* _Page excerpt_:
----------

Menagerie de Creteur

A gator without a tail, a cub without a mama bear and more
Menagerie
Illustration by Lindsey Masterson

Did you have a cat or a dog while you were growing up? Maybe you had a couple, or if you were a particularly responsible child, you may have been entrusted with a fluffy bunny, a scaly reptile or an aquarium.

Not only did I have dogs, cats, bunnies, reptiles and aquariums, but my family was also host to birds, bears and baby alligators, oh my!

Our family menagerie began when a family friend asked if we could keep his dog for a week. According to my mother, that week turned into three months. Word spread fast, and every family friend, when in need of a pet sitter or halfway home while relocating from one house to another, would bring their pets to the Creteurs for the necessary length of time.

My parents quickly took to pet sitting and developed a particular love for aiding recovering animals or nursing motherless newborns. We made weekly visits to the pet store for supplies and soon became skilled as animal caregivers.

Stitches, a sun conure parrot, had been mercilessly attacked by other parrots at the pet store. We took him in, gave him his name owing to the sutures in his sewn-up behind and cared for him until he was adopted into a new, loving home.

Soon in our care was a newborn bear cub, motherless and requiring four daily hand-fed bottles of milk. The baby bear was with us for three weeks before returning to a more natural environment.

----------

* _Entries shown_:
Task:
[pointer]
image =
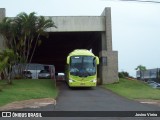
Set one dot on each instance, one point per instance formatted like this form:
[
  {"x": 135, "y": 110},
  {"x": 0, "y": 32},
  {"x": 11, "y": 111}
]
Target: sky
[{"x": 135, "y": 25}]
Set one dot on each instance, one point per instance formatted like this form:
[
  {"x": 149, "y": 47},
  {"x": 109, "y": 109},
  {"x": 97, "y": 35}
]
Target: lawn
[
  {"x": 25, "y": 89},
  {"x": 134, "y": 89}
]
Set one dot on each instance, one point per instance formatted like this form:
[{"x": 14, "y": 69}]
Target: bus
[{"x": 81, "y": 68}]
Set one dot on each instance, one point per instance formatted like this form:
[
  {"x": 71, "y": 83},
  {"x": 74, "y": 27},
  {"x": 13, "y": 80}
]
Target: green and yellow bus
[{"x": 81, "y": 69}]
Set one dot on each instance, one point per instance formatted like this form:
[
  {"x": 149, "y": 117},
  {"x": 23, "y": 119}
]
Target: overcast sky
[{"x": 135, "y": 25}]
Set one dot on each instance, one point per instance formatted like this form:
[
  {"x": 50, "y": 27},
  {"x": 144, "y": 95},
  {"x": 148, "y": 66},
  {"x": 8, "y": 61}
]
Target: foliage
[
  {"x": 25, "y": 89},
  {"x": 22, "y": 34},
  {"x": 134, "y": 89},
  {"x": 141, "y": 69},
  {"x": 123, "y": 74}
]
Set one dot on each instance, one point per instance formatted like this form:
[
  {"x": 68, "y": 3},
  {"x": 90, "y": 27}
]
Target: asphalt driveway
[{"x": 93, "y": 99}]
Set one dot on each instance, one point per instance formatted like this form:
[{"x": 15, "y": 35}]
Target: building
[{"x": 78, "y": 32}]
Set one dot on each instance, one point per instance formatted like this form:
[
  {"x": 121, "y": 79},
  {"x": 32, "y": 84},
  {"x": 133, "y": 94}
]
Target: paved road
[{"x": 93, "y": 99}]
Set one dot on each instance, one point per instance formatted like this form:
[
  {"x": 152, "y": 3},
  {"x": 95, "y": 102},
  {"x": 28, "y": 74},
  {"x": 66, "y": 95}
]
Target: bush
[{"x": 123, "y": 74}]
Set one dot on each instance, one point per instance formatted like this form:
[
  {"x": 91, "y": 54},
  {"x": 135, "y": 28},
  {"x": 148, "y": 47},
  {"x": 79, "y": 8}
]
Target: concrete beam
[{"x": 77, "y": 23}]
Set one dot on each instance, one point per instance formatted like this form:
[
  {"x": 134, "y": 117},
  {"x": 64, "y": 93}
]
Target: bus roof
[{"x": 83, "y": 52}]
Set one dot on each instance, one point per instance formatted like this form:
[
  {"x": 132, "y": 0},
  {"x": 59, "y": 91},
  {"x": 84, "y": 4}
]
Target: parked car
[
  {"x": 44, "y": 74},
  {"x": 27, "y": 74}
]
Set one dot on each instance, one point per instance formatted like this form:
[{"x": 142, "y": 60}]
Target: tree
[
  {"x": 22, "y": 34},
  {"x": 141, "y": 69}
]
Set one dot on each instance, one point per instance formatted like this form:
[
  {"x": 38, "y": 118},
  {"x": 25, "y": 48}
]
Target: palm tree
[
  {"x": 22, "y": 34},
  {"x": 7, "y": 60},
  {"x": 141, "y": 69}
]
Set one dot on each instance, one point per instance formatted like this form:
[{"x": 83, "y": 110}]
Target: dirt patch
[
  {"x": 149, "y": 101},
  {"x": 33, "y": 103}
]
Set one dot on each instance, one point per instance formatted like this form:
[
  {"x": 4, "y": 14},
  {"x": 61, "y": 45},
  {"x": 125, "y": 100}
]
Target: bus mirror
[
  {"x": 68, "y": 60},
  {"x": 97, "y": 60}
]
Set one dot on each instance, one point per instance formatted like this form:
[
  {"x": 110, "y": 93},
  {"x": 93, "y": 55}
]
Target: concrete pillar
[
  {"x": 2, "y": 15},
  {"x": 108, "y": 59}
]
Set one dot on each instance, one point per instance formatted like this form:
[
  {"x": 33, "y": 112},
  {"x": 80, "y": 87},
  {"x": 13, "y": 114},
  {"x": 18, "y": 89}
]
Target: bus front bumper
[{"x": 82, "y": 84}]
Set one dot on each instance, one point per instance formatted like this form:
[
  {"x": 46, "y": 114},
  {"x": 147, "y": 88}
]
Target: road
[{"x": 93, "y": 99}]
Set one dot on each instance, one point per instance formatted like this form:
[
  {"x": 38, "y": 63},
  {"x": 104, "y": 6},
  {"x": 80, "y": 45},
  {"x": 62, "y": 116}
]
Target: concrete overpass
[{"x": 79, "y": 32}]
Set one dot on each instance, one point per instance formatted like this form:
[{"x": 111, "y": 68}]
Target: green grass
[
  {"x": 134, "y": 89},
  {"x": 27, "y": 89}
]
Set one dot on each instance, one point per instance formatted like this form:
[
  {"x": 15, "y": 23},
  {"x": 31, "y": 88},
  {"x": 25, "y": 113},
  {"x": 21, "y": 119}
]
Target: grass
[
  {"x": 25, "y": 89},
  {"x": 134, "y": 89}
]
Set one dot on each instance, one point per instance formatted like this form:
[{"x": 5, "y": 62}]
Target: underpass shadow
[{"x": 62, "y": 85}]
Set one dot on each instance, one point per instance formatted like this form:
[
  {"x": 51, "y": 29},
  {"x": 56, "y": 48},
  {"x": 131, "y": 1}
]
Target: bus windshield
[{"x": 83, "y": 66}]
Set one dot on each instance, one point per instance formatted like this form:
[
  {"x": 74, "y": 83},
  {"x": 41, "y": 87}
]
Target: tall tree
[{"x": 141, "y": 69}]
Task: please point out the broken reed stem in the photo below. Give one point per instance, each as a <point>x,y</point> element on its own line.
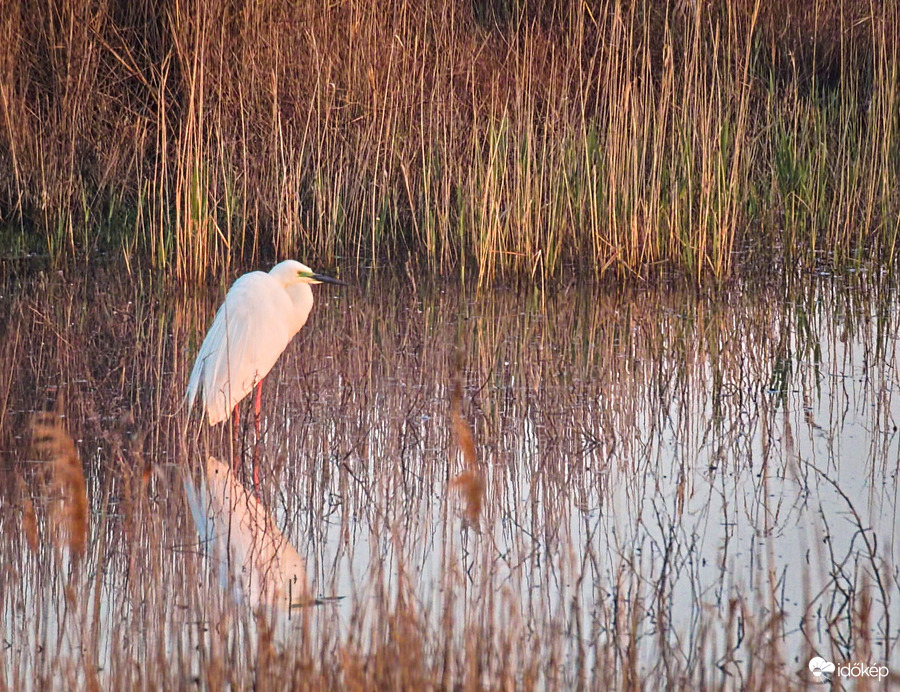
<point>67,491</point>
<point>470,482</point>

----------

* _Complete the following_:
1. Copy the passage from the menagerie essay starting at "My parents quickly" and ending at "more natural environment.".
2. Answer these questions from the menagerie essay:
(a) How long did the family friend's dog end up staying with the Creteurs?
(b) What kind of bird was Stitches?
(c) How many hand-fed bottles of milk did the bear cub need each day?
3. Please continue the menagerie essay after its last sentence.

* _Answers by item_:
1.
My parents quickly took to pet sitting and developed a particular love for aiding recovering animals or nursing motherless newborns. We made weekly visits to the pet store for supplies and soon became skilled as animal caregivers.

Stitches, a sun conure parrot, had been mercilessly attacked by other parrots at the pet store. We took him in, gave him his name owing to the sutures in his sewn-up behind and cared for him until he was adopted into a new, loving home.

Soon in our care was a newborn bear cub, motherless and requiring four daily hand-fed bottles of milk. The baby bear was with us for three weeks before returning to a more natural environment.

2.
(a) Three months.
(b) A sun conure parrot.
(c) Four.

3.
When a baby alligator lost its tail, it took up residence in my parents’ bathtub for a few weeks until it was ready to rejoin the wild. This is starting to sound like that children’s song:

I’m bringing home a baby crocodile,

Won’t my mama wear a great big smile!

I’m bringing home a baby crocodile …

Oh, ow! It bit me!

Have you ever awakened with a constrictor in your bed? We kept a half dozen snakes over the years, including king snakes Jafar and Elvis, boa constrictors Frick and Frack, Burmese python Monty and more, whose names have been lost to time. They were constantly finding ways to escape their terrariums and snuggle up with warm, sleeping humans.

Along with the snakes was another one of my favorite critters, George, a hairless rat. Any snake keeper requires a supply of rodents to feed the constricting reptiles, but George was not for feeding — he was a member of the family. His name recalled an iconic Looney Tunes episode in which a dopey abominable snowman takes in Bugs Bunny as a pet and says, “I will love him, and pet him and call him George!” And did we ever love and pet George.

Our traditional pets were finicky and a bit of a chore, but not much else compared to the demands made by four generations of parakeets or motherless newborn squirrels.

As an adult, I limit myself to cats.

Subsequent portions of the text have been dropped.